Stated goal 1
Reproduce the bone sealant thread from "## EbonyRaven (Jul" to "of an aquascape.", changing "aquascape" to "aquarium layout".
Stated goal 2
Answer these questions from the bone sealant thread:
(a) What does the original poster plan to use for the hardscape instead of wood?
(b) Who does TroyVSC suggest talking to about a sealing solution?
(c) How long does catfisherpro let the piece soak in clean water before putting it in the tank?
Stated goal 3
In the bone sealant thread, rewrite the paragraph beginning "ya they do I love that show" as a list of steps.

# Bone sealant



## EbonyRaven (Jul 30, 2012)

Okay if the topic dragged you in here with curiosity, be not afraid- I'm not harming anything for the sake of an aquascape.  

However, I plan on doing a 'native' aquascape, arrowheads and bones, carved stones and all that. but, for the hardscape instead of wood, I'd like to use deer antlers. 

But, because antlers can 'dissolve' I need something to seal them as not to harm my fish (And so they don't... For lack of a better term- Rot.)

Any ideas?


----------



## TroyVSC (Aug 29, 2012)

Sorry don't have any ideas. maybe talking to a taxidermist and see if they know of any sealing solution and then see if it is aquarium safe. I would imagine that the stuff people use to seal concrete on DIY backgrounds would seal antlers but that is just a guess.


----------



## catfisherpro (Apr 5, 2013)

I use polyurethane to seal my projects it my work on bone. Something u could look into cause it would possibly seal it it does wood an its safe I got it in my tanks


----------



## BeccaBx3 (Sep 21, 2011)

Ya I think poly is safe when it is dried. I was watching Tanked the other day and they were using that on alot of stuff.


----------



## catfisherpro (Apr 5, 2013)

ya they do I love that show what I do is give it three days do dry then wash it an let it soak in a bucket of clean water for 48hr then put it the tank


----------

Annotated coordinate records
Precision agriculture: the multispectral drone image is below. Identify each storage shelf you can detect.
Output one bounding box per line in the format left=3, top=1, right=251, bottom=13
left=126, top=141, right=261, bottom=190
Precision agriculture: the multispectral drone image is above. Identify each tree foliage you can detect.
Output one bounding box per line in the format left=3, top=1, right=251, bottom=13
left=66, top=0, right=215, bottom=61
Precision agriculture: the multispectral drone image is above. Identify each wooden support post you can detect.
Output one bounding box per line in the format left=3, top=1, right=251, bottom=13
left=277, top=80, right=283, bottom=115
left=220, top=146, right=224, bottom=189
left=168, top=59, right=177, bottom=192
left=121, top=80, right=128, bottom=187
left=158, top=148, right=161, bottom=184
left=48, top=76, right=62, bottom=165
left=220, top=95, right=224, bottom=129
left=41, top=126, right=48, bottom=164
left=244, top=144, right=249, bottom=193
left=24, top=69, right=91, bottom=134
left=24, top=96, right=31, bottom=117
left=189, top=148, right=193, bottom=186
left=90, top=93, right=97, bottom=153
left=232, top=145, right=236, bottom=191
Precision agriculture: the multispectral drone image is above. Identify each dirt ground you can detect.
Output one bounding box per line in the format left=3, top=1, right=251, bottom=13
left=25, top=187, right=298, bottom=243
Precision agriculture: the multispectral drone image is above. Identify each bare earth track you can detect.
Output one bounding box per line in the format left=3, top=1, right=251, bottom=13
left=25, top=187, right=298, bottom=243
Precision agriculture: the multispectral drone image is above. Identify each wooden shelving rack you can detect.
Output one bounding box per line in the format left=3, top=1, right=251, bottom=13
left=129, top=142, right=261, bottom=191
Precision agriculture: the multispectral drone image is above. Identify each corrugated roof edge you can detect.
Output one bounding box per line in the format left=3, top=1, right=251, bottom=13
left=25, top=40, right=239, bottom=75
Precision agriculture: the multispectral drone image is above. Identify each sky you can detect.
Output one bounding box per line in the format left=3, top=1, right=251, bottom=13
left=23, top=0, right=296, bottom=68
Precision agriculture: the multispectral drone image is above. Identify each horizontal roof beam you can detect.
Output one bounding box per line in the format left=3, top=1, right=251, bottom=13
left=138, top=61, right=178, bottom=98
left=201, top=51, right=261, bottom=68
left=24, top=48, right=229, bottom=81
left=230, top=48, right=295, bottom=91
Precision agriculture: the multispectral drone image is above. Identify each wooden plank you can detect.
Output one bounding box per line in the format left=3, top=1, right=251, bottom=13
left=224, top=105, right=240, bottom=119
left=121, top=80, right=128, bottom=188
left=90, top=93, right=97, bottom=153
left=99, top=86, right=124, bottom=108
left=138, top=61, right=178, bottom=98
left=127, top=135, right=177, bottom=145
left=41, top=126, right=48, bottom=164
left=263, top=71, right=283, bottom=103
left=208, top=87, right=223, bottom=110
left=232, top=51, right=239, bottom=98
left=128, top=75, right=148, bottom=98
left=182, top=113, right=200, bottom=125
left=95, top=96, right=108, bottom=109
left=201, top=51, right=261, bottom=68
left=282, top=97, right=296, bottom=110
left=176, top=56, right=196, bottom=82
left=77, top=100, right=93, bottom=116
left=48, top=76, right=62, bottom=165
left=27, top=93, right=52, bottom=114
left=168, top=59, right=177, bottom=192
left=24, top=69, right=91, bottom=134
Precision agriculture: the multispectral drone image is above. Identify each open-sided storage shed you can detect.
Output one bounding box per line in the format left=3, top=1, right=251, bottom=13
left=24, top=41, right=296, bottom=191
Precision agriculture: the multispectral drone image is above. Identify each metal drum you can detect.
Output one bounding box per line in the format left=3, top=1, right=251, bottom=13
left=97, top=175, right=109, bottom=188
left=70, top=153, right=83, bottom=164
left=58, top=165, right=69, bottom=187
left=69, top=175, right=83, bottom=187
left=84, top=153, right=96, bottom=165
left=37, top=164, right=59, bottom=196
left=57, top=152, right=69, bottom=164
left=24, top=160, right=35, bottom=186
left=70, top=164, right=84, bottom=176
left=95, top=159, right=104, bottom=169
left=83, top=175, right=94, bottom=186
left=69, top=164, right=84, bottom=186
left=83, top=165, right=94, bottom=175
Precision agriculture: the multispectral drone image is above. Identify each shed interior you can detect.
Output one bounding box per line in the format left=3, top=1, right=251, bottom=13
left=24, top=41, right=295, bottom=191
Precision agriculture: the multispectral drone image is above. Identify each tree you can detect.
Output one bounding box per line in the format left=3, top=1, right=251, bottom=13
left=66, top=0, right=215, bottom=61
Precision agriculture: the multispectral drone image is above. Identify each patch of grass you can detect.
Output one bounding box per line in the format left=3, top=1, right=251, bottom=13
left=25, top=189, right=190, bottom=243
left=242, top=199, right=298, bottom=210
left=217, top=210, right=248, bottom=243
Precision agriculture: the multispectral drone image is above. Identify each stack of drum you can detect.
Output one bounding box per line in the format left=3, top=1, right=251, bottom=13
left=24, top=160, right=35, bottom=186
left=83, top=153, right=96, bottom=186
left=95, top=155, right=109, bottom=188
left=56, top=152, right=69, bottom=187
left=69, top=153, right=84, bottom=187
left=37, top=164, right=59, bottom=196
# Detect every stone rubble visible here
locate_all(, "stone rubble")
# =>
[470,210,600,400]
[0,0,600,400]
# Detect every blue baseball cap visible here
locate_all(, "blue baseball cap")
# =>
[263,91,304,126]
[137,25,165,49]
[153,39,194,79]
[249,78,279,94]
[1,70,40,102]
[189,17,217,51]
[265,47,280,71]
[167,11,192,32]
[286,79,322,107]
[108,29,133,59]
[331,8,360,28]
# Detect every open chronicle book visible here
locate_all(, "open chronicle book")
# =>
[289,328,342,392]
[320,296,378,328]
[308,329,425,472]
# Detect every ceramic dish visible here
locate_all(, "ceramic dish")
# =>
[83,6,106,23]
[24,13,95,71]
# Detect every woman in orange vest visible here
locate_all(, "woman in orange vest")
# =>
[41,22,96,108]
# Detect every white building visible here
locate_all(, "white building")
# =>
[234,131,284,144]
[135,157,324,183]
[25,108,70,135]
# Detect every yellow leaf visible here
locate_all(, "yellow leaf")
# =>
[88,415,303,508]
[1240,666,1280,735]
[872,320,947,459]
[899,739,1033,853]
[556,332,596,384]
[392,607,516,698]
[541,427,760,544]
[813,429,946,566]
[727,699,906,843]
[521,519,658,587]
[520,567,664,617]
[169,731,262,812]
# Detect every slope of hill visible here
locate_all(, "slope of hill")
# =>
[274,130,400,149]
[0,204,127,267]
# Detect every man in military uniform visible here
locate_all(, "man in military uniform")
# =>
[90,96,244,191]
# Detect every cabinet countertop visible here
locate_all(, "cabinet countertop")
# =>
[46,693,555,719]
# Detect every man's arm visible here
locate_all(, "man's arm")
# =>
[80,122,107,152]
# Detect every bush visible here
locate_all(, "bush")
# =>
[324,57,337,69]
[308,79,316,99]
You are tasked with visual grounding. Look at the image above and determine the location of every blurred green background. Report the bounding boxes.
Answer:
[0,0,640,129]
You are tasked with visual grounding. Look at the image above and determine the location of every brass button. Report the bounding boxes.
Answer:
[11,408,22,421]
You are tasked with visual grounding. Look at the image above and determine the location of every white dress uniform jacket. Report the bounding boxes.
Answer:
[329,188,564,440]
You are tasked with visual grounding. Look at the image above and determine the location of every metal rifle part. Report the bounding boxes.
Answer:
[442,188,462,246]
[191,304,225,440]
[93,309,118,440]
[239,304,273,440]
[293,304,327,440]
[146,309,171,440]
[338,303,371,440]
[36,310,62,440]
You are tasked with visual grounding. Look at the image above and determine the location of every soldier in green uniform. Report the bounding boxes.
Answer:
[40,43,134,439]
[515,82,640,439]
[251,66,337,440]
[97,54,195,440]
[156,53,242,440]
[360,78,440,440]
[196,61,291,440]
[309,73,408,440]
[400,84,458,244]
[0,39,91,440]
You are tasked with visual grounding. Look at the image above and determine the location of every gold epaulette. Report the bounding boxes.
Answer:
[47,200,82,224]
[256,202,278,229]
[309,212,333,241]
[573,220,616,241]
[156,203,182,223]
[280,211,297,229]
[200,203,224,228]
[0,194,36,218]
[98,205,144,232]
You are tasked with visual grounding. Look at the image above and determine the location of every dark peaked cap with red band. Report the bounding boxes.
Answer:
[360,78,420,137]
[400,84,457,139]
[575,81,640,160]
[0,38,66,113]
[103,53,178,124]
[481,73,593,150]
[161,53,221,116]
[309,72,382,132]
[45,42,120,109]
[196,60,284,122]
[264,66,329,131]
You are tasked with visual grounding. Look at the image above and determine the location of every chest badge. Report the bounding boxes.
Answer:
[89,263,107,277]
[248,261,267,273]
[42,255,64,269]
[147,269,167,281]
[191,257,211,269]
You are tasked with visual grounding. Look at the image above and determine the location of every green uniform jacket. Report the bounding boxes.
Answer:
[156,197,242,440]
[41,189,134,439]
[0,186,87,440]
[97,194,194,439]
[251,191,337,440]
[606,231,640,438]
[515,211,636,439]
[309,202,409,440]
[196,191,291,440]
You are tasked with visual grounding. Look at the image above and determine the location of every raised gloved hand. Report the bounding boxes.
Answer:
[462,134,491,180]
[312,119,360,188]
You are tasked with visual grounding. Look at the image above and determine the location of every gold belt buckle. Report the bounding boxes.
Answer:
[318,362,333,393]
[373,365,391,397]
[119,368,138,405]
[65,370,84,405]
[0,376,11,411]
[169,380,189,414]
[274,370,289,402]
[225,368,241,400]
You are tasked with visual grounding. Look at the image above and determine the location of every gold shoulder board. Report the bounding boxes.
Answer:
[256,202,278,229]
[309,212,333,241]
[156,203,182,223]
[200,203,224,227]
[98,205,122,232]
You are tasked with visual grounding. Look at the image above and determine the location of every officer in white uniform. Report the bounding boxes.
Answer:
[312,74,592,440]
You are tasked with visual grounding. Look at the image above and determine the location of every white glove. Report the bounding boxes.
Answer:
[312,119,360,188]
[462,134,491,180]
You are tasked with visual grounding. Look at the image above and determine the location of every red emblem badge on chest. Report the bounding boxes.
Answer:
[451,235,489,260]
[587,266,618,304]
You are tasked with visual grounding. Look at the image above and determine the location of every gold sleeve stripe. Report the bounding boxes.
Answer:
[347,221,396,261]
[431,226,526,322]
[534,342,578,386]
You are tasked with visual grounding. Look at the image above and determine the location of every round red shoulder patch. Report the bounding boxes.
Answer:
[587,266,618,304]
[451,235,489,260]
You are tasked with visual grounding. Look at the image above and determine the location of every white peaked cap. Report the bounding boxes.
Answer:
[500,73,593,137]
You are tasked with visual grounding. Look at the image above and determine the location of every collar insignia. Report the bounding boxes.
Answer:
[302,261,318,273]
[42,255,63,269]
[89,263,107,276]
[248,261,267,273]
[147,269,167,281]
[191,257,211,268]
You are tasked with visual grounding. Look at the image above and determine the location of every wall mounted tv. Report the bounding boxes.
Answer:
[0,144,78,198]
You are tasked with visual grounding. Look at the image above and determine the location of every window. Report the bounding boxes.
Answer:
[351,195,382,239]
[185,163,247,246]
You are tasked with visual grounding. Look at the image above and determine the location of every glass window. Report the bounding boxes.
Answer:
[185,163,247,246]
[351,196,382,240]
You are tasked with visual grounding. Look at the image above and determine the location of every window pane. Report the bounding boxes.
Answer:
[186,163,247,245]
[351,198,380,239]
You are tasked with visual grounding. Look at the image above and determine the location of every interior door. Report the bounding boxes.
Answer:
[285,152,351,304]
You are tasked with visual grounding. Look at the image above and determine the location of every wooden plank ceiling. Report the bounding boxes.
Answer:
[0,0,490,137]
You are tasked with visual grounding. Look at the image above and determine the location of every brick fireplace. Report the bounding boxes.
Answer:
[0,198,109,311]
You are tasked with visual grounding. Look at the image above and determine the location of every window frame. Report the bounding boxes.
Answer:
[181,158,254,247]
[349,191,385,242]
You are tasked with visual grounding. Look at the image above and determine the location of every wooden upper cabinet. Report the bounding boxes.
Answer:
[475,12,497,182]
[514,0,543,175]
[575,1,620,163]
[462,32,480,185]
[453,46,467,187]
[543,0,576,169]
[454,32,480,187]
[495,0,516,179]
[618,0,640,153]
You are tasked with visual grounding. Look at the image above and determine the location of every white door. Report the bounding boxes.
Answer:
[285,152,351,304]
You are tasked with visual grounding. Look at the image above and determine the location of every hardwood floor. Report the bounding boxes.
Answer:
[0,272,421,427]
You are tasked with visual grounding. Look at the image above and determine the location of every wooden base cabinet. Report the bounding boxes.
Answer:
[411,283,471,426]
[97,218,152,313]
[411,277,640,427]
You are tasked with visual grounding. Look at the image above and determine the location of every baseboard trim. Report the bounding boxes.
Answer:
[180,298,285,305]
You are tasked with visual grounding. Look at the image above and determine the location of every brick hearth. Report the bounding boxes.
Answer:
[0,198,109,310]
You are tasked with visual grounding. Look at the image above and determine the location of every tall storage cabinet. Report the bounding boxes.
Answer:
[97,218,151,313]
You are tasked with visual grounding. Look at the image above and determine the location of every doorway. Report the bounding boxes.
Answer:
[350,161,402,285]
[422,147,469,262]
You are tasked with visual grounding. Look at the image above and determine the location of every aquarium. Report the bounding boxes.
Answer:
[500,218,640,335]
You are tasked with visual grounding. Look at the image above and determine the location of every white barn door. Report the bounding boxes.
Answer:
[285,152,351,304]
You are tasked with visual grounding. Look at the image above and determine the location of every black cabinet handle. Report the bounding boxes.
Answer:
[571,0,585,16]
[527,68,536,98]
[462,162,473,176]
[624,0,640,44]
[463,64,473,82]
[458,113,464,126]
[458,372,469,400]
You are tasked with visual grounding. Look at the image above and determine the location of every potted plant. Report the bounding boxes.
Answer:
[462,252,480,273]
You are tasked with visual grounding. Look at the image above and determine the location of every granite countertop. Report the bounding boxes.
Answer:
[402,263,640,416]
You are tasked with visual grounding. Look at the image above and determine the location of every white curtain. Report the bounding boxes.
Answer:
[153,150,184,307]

Correct answer 1
## EbonyRaven (Jul 30, 2012)

Okay if the topic dragged you in here with curiosity, be not afraid- I'm not harming anything for the sake of an aquarium layout.

Correct answer 2
(a) Deer antlers.
(b) A taxidermist.
(c) 48 hours.

Correct answer 3
- Let the piece dry for three days.
- Wash it.
- Soak it in a bucket of clean water for 48 hours.
- Put it in the tank.